• **SUPPLIED TEXT**:
DAILY PRESS BRIEFING OF OFFICE OF SPOKESMAN FOR SECRETARY-GENERAL

12 March 1996

DAILY PRESS BRIEFING OF OFFICE OF SPOKESMAN FOR SECRETARY-GENERAL

12 March 1996



Press Briefing

DAILY PRESS BRIEFING OF OFFICE OF SPOKESMAN FOR SECRETARY-GENERAL

19960312 FOR INFORMATION OF UNITED NATIONS SECRETARIAT ONLY

Sylvana Foa, Spokesman for Secretary-General Boutros Boutros-Ghali, began today's noon briefing by informing correspondents that the Secretary-General was currently in Egypt. He had had a 40-minute meeting on arrival with Egyptian President Hosni Mubarak. They talked about the importance of the Summit of Peacemakers, not only because it would help contain and confront terrorism on the regional and international levels but also because of the support and impetus it would give to the Middle East peace process.

"When he arrived in Cairo, Secretary-General Boutros Boutros-Ghali said that the United Nations is ready to take the required measures to erect a framework to fight against international terrorism. He said that the United Nations is a tool which Member countries should put to work. He referred to General Assembly resolution 50/53 and said the United Nations was ready to do whatever it was asked to do to help with the follow-up of the Summit", Ms. Foa said.

Also, in his discussions with President Mubarak, they talked about the mission to Ethiopia, Eritrea, Uganda, Sudan, Egypt and Tunisia by Chinmaya Gharekhan, the Secretary-General's Special Political Adviser, she went on. That mission was undertaken under Security Council resolution 1044 (1996), which was written after the attempted assassination of President Mubarak in Addis Ababa. The Secretary-General's report to the Security Council on that mission was expected tomorrow. Resolution 1044 (1996) asked the Secretary-General to report back to the Security Council within 60 days and asked him to consult the Organization of African Unity (OAU) to seek the cooperation of the Government of Sudan in the implementation of the resolution. The resolution also requested the Secretary-General to solicit the Sudanese Government's cooperation with regards to the following two issues: the extradition of the three individuals suspected of attempting to assassinate President Mubarak; and to desist from supporting terrorism and terrorist activities.

Records from a dataset:
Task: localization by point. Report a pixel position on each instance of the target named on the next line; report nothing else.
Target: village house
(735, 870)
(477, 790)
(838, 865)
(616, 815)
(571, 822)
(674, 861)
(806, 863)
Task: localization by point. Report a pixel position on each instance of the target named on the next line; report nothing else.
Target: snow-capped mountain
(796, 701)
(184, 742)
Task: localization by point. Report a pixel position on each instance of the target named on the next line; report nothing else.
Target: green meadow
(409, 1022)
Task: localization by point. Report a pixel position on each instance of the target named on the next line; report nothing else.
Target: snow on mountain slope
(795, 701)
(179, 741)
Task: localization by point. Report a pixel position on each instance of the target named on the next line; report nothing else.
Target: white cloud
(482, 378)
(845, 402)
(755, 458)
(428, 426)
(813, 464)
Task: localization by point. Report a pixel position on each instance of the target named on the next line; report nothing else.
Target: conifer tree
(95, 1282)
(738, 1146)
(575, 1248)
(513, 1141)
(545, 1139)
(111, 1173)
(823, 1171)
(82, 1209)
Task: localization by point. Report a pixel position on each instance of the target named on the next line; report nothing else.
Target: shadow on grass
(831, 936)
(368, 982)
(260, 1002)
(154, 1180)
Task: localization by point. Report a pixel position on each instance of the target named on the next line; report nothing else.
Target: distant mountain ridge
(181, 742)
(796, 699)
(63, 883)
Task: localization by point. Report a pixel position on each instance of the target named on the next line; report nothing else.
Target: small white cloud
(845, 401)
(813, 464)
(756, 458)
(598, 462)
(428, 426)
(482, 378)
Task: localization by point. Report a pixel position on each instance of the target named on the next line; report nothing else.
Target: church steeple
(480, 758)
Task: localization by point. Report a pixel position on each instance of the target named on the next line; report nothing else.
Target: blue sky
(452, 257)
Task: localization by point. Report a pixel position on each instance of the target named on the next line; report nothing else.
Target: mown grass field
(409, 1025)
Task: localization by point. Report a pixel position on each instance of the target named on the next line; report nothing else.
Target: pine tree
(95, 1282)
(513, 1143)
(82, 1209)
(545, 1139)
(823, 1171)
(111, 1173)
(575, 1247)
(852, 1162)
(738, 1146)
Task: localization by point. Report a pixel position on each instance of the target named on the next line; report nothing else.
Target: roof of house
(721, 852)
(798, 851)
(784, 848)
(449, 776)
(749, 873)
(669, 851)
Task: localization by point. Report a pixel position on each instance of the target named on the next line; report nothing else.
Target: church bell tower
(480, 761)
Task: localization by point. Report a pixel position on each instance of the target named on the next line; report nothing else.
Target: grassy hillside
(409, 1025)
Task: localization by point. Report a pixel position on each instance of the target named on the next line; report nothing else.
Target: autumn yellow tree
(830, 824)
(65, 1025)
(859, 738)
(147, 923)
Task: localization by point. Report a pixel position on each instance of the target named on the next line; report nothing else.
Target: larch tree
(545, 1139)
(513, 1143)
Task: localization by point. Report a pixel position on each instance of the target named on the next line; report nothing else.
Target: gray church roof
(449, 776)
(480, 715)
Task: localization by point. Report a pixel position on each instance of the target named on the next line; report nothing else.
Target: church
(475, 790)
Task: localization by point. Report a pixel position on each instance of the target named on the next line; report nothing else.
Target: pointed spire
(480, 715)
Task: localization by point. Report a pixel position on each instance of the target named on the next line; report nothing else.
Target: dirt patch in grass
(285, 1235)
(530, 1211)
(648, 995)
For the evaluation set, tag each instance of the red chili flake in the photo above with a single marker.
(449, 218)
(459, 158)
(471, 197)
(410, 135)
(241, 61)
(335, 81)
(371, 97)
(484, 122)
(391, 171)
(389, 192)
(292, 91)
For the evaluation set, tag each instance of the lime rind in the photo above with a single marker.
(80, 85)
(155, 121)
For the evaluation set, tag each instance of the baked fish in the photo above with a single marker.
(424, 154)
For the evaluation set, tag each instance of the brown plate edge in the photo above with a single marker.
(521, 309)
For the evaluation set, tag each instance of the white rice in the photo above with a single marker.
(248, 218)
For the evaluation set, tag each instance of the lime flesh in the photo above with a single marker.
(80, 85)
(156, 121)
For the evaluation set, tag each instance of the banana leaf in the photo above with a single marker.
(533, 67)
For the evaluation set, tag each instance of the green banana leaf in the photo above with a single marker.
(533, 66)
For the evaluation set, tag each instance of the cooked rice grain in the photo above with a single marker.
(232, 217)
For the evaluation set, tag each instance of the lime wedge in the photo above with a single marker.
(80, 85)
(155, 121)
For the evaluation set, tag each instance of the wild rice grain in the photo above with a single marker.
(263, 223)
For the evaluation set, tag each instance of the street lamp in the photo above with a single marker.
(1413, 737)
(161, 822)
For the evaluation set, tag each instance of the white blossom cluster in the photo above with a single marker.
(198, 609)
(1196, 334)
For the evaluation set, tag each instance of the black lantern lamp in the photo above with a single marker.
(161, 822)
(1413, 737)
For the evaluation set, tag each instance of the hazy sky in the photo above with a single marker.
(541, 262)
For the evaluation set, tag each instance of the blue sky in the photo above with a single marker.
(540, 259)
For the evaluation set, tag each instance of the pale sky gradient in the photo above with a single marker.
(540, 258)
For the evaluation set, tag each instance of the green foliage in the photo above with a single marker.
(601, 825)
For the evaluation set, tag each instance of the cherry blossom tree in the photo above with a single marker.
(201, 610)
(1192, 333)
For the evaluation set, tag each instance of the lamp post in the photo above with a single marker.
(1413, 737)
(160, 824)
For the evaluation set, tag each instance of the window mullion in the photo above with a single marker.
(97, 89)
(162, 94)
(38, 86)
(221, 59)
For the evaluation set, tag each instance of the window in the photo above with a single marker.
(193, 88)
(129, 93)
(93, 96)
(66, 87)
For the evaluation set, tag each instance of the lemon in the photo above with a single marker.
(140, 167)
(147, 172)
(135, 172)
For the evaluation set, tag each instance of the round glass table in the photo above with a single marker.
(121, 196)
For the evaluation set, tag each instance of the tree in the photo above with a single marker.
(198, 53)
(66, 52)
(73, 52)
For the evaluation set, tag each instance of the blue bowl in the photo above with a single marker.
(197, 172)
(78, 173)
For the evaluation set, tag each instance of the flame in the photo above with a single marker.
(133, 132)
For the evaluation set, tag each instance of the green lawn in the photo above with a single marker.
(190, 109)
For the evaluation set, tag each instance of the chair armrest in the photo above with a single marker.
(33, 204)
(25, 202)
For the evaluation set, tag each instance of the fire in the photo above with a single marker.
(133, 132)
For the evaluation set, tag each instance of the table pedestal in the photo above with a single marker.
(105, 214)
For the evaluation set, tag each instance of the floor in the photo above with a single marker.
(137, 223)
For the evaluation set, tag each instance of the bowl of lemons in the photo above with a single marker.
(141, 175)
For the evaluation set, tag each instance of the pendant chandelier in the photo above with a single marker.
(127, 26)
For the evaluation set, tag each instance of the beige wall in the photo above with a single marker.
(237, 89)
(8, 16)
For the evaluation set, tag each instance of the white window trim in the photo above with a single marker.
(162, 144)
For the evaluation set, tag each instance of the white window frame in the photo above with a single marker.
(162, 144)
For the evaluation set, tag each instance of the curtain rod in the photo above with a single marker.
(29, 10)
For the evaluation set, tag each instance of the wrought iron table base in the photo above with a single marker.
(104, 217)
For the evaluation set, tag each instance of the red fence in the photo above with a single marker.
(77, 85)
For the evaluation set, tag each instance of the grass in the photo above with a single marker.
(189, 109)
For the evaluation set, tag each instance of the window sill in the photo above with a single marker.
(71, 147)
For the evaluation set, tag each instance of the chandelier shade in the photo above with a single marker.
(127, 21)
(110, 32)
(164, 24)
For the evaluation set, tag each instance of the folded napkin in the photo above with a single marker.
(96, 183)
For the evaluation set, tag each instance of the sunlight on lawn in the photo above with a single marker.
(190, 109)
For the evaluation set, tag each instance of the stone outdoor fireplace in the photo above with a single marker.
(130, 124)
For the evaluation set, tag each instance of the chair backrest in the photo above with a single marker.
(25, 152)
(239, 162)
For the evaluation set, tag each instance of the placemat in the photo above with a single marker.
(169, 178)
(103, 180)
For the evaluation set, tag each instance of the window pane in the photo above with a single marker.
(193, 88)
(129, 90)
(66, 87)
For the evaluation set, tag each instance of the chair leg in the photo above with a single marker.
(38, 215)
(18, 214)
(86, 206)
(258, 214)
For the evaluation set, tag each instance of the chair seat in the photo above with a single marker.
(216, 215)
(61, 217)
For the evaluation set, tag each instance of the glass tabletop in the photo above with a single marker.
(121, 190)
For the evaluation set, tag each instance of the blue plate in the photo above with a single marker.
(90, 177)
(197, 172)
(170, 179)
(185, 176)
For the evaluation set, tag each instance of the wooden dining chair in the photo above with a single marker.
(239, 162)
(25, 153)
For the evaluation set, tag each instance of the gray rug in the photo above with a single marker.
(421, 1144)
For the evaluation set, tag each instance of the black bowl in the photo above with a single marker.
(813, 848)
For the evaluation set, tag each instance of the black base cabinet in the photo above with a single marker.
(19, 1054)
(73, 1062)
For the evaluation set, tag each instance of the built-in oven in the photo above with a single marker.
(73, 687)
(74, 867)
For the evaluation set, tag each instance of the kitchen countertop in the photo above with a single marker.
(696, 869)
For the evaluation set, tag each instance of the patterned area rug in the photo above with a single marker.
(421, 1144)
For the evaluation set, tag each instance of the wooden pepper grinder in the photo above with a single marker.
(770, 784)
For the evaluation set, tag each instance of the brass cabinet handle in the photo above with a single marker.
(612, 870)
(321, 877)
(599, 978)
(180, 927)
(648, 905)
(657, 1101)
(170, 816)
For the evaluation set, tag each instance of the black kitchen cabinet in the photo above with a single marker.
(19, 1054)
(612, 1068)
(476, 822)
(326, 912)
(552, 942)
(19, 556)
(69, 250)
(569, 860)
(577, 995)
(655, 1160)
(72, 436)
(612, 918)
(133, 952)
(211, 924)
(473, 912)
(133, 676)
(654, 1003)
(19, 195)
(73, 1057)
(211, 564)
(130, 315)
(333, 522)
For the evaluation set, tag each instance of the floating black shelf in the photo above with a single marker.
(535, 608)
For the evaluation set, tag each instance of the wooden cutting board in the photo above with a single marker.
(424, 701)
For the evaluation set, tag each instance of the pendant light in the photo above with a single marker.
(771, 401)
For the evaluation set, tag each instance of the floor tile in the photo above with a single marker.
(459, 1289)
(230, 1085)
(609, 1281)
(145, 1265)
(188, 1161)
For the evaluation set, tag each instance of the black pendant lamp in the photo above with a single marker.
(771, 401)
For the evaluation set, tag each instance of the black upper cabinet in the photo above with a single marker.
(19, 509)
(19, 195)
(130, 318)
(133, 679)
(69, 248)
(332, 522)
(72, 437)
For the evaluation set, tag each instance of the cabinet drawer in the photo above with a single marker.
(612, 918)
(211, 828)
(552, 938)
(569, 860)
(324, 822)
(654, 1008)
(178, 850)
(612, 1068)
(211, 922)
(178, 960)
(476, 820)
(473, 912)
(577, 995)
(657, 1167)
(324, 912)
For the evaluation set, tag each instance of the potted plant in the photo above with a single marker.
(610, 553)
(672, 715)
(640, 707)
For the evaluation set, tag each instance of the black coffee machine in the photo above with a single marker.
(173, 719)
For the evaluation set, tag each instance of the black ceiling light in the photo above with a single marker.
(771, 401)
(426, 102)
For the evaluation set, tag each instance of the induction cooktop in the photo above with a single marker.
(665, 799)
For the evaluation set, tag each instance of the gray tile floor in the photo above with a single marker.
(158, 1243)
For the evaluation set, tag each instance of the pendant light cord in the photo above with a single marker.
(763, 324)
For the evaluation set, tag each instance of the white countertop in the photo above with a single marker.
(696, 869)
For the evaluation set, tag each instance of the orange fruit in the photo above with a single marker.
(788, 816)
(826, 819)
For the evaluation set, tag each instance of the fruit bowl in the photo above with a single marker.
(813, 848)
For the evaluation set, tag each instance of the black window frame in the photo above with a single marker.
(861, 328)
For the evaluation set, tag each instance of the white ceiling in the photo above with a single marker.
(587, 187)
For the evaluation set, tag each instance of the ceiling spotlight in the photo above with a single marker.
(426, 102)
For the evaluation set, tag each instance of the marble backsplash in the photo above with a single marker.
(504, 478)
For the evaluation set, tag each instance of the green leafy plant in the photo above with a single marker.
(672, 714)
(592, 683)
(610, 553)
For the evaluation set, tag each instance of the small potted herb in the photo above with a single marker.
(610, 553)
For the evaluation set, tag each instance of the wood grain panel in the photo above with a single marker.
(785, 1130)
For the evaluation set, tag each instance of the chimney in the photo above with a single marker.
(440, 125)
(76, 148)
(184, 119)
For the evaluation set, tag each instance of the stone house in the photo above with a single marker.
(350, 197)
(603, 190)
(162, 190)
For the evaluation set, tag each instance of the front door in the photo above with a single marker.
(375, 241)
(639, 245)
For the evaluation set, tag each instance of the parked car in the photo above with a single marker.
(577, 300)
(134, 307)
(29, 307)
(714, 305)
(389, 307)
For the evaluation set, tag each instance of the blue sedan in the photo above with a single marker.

• **PROBLEMS TO SOLVE**:
(1) According to the press briefing, which countries were included in the mission carried out by the Secretary-General's Special Political Adviser? List all of them.
(2) Pick up the press briefing after its last sentence and continue it.
The records have no connection to the press briefing.

• **EXPECTED RESPONSES**:
(1) Ethiopia, Eritrea, Uganda, Sudan, Egypt and Tunisia.

(2)
The Secretary-General and President Mubarak also discussed the resumption of the talks being held with Iraq under resolution 986 (1995) and he expressed his hopes for the success of those talks.

On the Iraq talks, Ms. Foa said that the full delegations would resume their talks at 3 p.m.

Taking off the United Nations blue beret she was wearing, Ms. Foa said that Indonesia this morning became the thirty-eighth Member State to pay its 1996 regular budget dues in full. It had sent in a check for $1,502,783. "So I take my hat off to Indonesia", she said.

"Unfortunately, the next little slice of peace-keeping dues are due which means that the outstanding contributions are back up again. Last week they were down to $3.1 billion. Right now they are up to $3.2 billion again because countries owe another peace-keeping instalment", she said. The outstanding contributions included $1.3 billion for the regular budget and $1.9 billion for peace-keeping.

She said that tomorrow, Mr. Gharekhan was expected to brief the Security Council on the situation in Somalia. That was in advance of an open Security Council debate planned for 15 March on the humanitarian situation in Somalia. The Council had requested monthly briefings on Somalia. Mr. Gharekhan would be reporting on the activities of the United Nations Political Office headed by Abdul Hamid Kabia, and on the latest developments.

Ms. Foa said that the Secretary-General's report on Prevlaka was out today. The Security Council had on 15 January authorized United Nations military observers to continue monitoring the demilitarization of the Prevlaka peninsula for three months and said that that could be extended for an additional period of three months if it was necessary. In his report, the Secretary-General said the peninsula remained tense but stable. However, it was an area of potential military confrontation between Croatia and the Federal Republic of Yugoslavia (Serbia and Montenegro). The negotiating process, he said, had accelerated over the past few months and both sides agreed that the presence of international observers contributed to the decrease of tension and to a more positive atmosphere for negotiations. However, the two sides did not agree on which organization should perform that task of observing and monitoring.

"In the absence of further progress on a negotiated resolution of their differences and in the absence of agreement on an alternative organization to monitor the area, the Secretary-General considers that the continued presence of the United Nations Mission of Observers in Prevlaka (UNMOP) will contribute to the decrease of tension. In other words, he is recommending an extension of their mandate for another three months", Ms. Foa said.

She reminded correspondents that the United Nations had 28 military observers from 27 countries in the Prevlaka peninsula. That number was 28 instead of 27 because Sweden had two observers instead of one, including the chief military observer.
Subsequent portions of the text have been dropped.